**YOUR ASSIGNMENT**
Repeat only part of the entries. Start at the line that has "Task: find the woman in" and keep going through the last line, exactly as given.

*** Block opens ***

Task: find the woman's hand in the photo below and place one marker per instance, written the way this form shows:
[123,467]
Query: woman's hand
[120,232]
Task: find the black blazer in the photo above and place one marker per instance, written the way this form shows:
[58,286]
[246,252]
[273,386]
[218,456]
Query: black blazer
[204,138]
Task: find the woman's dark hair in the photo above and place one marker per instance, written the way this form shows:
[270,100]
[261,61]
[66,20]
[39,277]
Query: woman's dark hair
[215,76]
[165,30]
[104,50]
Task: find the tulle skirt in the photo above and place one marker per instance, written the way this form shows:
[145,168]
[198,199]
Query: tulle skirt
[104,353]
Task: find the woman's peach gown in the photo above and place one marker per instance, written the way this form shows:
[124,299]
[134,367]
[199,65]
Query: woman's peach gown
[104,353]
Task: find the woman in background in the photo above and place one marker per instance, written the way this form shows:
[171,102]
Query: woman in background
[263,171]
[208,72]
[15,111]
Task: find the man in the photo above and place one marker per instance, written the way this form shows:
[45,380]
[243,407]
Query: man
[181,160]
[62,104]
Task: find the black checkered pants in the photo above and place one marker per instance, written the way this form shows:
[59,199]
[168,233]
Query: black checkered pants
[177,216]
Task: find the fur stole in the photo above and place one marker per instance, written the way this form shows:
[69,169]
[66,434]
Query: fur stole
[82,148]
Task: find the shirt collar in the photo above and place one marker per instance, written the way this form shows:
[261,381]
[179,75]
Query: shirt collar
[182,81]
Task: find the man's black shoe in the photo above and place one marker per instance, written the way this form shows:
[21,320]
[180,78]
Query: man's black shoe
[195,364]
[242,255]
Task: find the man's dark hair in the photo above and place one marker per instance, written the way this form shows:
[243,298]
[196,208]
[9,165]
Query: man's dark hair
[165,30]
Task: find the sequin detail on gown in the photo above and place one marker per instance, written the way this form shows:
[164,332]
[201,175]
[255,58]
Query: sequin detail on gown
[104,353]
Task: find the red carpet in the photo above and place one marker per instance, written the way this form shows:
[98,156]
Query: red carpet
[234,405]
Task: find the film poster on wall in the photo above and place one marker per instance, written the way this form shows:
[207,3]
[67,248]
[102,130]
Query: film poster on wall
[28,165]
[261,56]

*** Block closes ***

**SOLUTION FOR THIS PROBLEM**
Task: find the woman in background in the photo above and place one marker per instance, written the way this form shows:
[171,102]
Query: woman in background
[263,171]
[208,72]
[15,111]
Task: find the man in the photo above and place one marker per instance, written the way this form shows:
[45,380]
[243,407]
Query: man
[181,160]
[62,104]
Task: find the black checkered pants in the photo above and place one marker per instance, written the way this form shows:
[59,199]
[168,233]
Query: black checkered pants
[177,216]
Task: find the fur stole in the photo above and place one marker per instance, written the way this form shows:
[69,169]
[66,434]
Query: fur stole
[82,148]
Task: find the shirt collar in the photo above and place one marker per instance, written the way this form shows:
[261,381]
[179,75]
Query: shirt collar
[182,81]
Task: find the man's black shoe in the photo above and place one marker per instance, written the way this form shows:
[21,320]
[180,78]
Query: man's black shoe
[195,364]
[242,255]
Task: find the man's dark hair in the photo above and place one marker per instance, written the way this form shows:
[243,298]
[196,208]
[9,165]
Query: man's dark hair
[165,30]
Task: find the sequin detail on gown in the photo above and place one marker per instance, written the way this form shows:
[164,332]
[201,175]
[255,58]
Query: sequin detail on gown
[104,353]
Task: find the red carpet in the photo above and place one marker per instance, written the way this form shows:
[98,156]
Query: red carpet
[234,405]
Task: find the film poster on wall in the photo above and place one marker per instance, written the way this form shows:
[207,3]
[67,248]
[102,130]
Query: film poster on wall
[28,165]
[261,56]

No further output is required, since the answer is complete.